=== KUTIPAN TEKS ===

Johnny Plate, antara Pertarungan Politik dan Citra Penegak Hukum
Terlalu ”over-prejudice” terhadap jajaran kejaksaan kalau penahanan Johnny Plate dianggap sebagai dampak dari persaingan politik. Untuk mentersangkakan seseorang kejaksaan harus punya data dan bukti standar. Minimal dua.
Penetapan status menjadi tersangka dan ditahannya Menteri Komunikasi dan Informatika Johnny G Plate oleh Kejaksaan Agung, Rabu (17/5/2023), dalam dugaan korupsi proyek stasiun pemancar (base transceiver station/BTS) di kawasan tertinggal, terdepan, dan terluar tampaknya ditafsirkan lebih bermotif politik ketimbang penegakan hukum yang wajar.
Apalagi, di sini instansi yang menangani adalah Kejaksaan Agung, instrumen penegakan hukum (pengacara negara) yang berada di barisan eksekutif atau bisa dikendalikan langsung oleh Presiden.
Penjelasan seperti itu tentu saja gampang diterima oleh masyarakat luas (logika awam) yang larut dalam suasana emosional pertarungan politik terkait perebutan kekuasaan menghadapi pemilu tahun 2024.
Baca juga: Pembangunan Menara BTS dan Jejak Korupsi Menteri Johnny G Plate
Betapa tidak. Pertama, Partai Nasdem dalam dua kali pemilihan presiden sebelumnya, yaitu 2014 dan 2019, adalah bagian dari pengusung dan pendukung serta sekaligus bergabung dalam koalisi pemerintahan Presiden Joko Widodo. Ketua Umum Partai Nasdem Surya Paloh berdiri pasang badan mendukung dan membela Jokowi, mulai dari saat pencalonan presiden hingga dalam administrasi pemerintahannya.
Bahkan, dalam Pemilihan Gubernur DKI Jakarta 2017, Partai Nasdem (dan terkesan ”bersama Jokowi”) mendukung gubernur petahana, Basuki Tjahaja Purnama, berhadapan dengan pasangan Anies Baswedan-Sandiaga Uno.
Namun, saat ini justru Partai Nasdem yang pertama kali mendeklarasikan dan mengusung Anies sebagai calon presiden pada Pilpres 2024.
Sikap dan langkah politik Surya Paloh dengan Partai Nasdemnya itu tampaknya dianggap ”menyimpang” atau ”tidak etis” karena, pada saat masih berada dalam koalisi pemerintahan dengan jatah tiga posisi menteri di kabinet Jokowi, ia mengajukan figur yang diindikasikan ”tidak disukai” oleh Presiden Jokowi.
Tepatnya, sikap Surya Paloh atau Partai Nasdem dianggap kontroversial dan sekaligus melawan keinginan politik Presiden Jokowi.
Menurut persepsi ini, sepertinya ada prinsip dasar tidak tertulis yang harus dipahami dan ditaati oleh setiap partai politik yang bergabung dalam koalisi pemerintahan Jokowi, yakni bahwa setiap langkah atau kebijakan politik dalam pencapresan harus selalu bersama dalam ”bingkai kepentingan Presiden Jokowi” atau setidaknya dianggap ”haram” hukumnya jika mengajukan figur capres yang tidak disukainya.

===

*BAGIAN LATIHAN*.
A – Sebutkan semua nama orang yang disebut dalam teks tentang penahanan Johnny Plate.
B – Hitung baris dalam catatan yang memuat kata "white", lalu tuliskan angkanya saja.
Teks tersebut tidak ada hubungannya dengan catatan.

=== CATATAN YANG TERSEDIA ===

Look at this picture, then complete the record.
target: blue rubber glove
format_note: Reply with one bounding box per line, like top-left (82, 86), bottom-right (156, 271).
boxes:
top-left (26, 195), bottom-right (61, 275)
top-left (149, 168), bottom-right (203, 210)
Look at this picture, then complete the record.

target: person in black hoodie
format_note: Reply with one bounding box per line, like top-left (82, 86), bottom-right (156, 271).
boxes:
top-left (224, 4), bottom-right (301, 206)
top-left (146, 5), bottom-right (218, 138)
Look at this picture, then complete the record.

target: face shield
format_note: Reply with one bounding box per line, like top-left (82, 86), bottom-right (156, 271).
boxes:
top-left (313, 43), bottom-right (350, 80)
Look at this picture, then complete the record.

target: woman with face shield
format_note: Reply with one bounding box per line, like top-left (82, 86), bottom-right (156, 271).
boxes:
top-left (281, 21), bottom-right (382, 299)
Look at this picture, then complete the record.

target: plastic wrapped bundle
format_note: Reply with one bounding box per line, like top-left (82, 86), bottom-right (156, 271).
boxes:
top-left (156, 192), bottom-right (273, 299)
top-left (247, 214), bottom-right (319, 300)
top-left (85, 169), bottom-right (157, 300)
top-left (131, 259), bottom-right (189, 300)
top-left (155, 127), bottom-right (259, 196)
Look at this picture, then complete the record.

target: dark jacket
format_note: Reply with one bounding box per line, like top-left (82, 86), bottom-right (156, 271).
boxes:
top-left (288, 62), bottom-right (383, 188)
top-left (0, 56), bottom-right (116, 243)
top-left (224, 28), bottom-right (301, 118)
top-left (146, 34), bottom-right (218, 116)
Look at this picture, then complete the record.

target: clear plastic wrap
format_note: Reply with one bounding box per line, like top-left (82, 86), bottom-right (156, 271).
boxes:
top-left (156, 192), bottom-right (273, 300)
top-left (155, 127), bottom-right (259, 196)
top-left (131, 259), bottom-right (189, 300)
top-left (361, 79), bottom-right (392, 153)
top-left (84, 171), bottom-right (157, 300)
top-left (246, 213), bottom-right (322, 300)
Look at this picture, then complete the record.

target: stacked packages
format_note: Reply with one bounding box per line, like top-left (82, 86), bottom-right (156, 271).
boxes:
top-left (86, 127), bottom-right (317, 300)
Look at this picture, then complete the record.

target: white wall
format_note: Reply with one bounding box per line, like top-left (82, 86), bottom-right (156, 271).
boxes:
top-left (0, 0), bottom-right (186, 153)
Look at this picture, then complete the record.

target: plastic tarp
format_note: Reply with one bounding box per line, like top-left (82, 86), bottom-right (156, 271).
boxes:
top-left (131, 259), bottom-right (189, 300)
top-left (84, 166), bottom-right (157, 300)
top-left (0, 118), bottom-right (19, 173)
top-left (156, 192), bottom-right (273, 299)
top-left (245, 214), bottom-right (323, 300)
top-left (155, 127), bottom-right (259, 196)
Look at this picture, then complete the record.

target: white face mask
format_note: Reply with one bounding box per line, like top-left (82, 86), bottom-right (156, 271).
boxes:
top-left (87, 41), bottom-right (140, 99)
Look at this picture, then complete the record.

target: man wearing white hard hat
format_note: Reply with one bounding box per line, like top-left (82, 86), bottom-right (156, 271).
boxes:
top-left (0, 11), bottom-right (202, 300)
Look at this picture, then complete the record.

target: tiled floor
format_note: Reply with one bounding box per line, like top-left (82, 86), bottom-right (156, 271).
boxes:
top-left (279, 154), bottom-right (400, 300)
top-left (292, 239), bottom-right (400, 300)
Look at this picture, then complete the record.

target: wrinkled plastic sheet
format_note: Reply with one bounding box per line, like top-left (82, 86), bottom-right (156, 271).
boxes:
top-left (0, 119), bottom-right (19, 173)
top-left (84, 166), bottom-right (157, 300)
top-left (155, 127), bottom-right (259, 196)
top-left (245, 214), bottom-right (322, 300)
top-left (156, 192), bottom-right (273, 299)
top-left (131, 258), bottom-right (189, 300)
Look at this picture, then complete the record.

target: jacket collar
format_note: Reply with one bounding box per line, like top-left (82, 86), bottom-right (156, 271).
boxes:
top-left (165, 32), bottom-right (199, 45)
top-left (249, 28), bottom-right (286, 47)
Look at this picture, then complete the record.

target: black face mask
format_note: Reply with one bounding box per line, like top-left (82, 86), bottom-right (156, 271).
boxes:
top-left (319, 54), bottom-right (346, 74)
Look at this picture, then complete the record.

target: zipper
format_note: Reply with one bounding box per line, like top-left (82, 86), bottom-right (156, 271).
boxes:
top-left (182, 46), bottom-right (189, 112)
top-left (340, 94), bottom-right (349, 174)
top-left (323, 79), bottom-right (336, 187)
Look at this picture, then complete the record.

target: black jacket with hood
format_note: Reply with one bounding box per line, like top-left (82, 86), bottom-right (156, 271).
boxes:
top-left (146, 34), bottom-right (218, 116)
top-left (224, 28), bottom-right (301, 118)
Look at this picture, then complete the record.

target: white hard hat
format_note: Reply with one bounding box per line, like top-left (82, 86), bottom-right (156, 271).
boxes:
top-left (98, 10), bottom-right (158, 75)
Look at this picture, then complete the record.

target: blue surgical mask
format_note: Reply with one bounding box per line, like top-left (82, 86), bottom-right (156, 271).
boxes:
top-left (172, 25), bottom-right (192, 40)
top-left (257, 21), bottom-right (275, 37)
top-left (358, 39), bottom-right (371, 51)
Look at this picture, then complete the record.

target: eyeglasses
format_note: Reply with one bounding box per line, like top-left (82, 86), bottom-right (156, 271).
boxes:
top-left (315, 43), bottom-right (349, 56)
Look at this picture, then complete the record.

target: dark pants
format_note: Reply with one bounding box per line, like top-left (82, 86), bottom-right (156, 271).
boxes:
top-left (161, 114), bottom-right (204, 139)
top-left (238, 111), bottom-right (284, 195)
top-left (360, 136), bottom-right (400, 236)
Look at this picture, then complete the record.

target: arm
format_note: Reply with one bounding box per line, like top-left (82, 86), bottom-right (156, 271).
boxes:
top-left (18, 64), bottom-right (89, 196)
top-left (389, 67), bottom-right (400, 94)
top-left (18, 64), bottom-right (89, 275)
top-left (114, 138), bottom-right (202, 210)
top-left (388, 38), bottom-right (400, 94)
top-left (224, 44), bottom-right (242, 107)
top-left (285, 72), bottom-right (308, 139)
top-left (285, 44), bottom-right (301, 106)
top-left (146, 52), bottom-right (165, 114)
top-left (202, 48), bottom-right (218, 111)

===

*JAWABAN LATIHAN*.
A – Johnny G Plate, Joko Widodo (Jokowi), Surya Paloh, Basuki Tjahaja Purnama, Anies Baswedan, Sandiaga Uno

B – 4